╭─ Recorded information

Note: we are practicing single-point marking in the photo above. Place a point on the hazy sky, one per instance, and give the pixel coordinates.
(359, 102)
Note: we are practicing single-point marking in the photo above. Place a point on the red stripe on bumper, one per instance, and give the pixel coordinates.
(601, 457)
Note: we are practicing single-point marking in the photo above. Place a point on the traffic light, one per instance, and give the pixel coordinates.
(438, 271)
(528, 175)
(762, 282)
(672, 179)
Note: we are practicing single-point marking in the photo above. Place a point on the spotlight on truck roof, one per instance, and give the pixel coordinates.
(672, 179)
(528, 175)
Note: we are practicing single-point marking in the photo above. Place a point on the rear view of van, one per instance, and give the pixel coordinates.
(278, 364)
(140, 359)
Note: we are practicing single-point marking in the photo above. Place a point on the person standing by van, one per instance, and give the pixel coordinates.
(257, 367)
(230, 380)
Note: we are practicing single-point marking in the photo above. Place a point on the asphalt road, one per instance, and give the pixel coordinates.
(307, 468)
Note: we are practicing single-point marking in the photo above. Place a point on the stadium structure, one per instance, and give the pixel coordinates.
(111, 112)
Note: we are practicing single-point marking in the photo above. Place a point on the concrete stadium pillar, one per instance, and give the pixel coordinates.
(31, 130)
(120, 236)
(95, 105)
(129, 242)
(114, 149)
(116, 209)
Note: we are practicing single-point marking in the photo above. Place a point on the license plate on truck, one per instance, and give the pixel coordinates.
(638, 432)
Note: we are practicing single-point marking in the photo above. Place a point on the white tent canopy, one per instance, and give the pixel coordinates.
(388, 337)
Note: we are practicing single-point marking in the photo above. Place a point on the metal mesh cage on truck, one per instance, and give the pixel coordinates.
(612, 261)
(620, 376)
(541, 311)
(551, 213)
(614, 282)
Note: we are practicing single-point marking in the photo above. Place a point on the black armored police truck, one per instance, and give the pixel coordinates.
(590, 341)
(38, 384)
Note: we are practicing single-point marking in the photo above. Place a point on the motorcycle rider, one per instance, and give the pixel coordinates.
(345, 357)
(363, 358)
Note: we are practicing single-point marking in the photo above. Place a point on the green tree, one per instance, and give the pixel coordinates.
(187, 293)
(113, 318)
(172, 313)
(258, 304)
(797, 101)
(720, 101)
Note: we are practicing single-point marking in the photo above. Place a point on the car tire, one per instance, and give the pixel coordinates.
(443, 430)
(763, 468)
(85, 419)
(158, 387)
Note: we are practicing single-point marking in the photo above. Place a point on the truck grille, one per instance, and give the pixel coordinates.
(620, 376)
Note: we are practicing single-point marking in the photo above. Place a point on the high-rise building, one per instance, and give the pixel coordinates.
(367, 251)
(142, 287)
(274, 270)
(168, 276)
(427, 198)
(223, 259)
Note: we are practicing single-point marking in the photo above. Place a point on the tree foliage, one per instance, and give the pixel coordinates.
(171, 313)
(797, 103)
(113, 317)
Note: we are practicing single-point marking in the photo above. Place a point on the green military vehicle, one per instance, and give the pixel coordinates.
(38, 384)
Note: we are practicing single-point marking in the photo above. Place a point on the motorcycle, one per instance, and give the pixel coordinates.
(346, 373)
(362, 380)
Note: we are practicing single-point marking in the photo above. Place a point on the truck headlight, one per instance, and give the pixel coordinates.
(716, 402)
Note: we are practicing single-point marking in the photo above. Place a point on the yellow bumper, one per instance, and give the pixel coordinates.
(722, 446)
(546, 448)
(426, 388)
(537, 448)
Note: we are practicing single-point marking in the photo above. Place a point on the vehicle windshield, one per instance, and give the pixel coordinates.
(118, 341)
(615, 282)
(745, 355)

╰─

Give all the entries again exactly; leave none out.

Note: we are practicing single-point marking in the photo above. Place a point on the hazy sky, one per instance, and give the pixel coordinates.
(359, 102)
Note: we are practicing single-point marking in the photo above. Place a point on the red stripe on bumper, one per instance, and give the pixel coordinates.
(601, 457)
Note: we are practicing single-point marking in the photo above. Place a point on the traffic light, one per instance, and give the pixel coordinates.
(438, 271)
(528, 175)
(762, 282)
(672, 179)
Note: we are practicing single-point marking in the photo above. Place a point on the spotlight on truck roof, one per instance, and give the pixel coordinates.
(672, 179)
(528, 175)
Note: we are practicing single-point marking in the photo above. Place a point on the rear view of van, one per instance, and give the pixel coordinates.
(278, 364)
(140, 359)
Note: we are practicing single-point marking in the photo above. Place a point on the person standing by van, one per instance, and give the pixel coordinates.
(257, 367)
(230, 380)
Note: we are practicing single-point marking in the photo above. Place a point on the asphalt road, one per instance, and give the pixel coordinates.
(307, 468)
Note: we are practicing single-point marking in the photo above. Place a point on the stadium structure, one per instance, and give the pixel coordinates.
(111, 112)
Note: we are practicing single-point marking in the photo above. Place a point on the concrete stadium pillar, one per instance, and give the pixel coordinates.
(31, 130)
(120, 236)
(95, 105)
(129, 242)
(114, 149)
(116, 209)
Note: we are practicing single-point marking in the photo above. Place a point on the license plate on truck, one per instance, and give the pixel coordinates.
(638, 432)
Note: we are practicing single-point marking in the photo above. Place a point on the white tent canopy, one per instance, and give the pixel coordinates.
(388, 337)
Note: we are practicing single-point marking in the photo above. Place a point on the metal mesh cage on truck, one per instance, and give the pixel coordinates.
(612, 261)
(620, 376)
(541, 311)
(551, 213)
(614, 282)
Note: we are practicing single-point marking in the photo above. Place a point on the black armored police truck, one per instance, and give the pixel coordinates.
(590, 341)
(38, 384)
Note: we are practicing single-point marking in the photo above. Place a point on the motorcycle rider, one per instance, and give the pixel coordinates.
(345, 357)
(363, 358)
Note: we are practicing single-point marking in the photo above. Place a point on the green tree, one per instance, and give the pixel coordinates.
(187, 293)
(113, 318)
(172, 313)
(258, 304)
(797, 101)
(720, 101)
Note: we are practicing single-point marking in the photo above. Place a point on the car tire, one per instance, and give the pixel coordinates.
(443, 430)
(763, 468)
(85, 419)
(158, 387)
Note: we are practicing single-point marking in the photo above. Place a point on the truck grille, one per instance, and give the pixel coordinates.
(620, 376)
Note: we are practicing single-point marking in the photo above. Place a point on the high-rise building, one per instance, and give the pixel coordinates.
(367, 251)
(142, 287)
(274, 270)
(168, 276)
(427, 198)
(223, 259)
Note: we are practicing single-point marking in the photo above. Place a point on the tree foliage, one per instance, and give the pixel coordinates.
(171, 313)
(797, 103)
(113, 317)
Note: we are practicing single-point marking in the photo above. Place a point on the green military vehicle, one per instance, and give the pixel coordinates.
(38, 384)
Note: we are practicing single-point marking in the photo above. Place a point on the motorcycle, one per instance, and give the pixel coordinates.
(346, 373)
(362, 380)
Note: we are practicing single-point marking in the photo above. Place a point on the truck headlight, one per instance, and give the pixel coordinates.
(716, 402)
Note: we are practicing single-point marking in the photo above. Place a point on the yellow bumper, one per instance, and give the pixel coordinates.
(722, 446)
(546, 448)
(426, 388)
(537, 448)
Note: we are practicing single-point marking in the photo above. Place a point on the vehicle windshield, one per instance, and give the pixel coordinates.
(118, 341)
(615, 282)
(745, 355)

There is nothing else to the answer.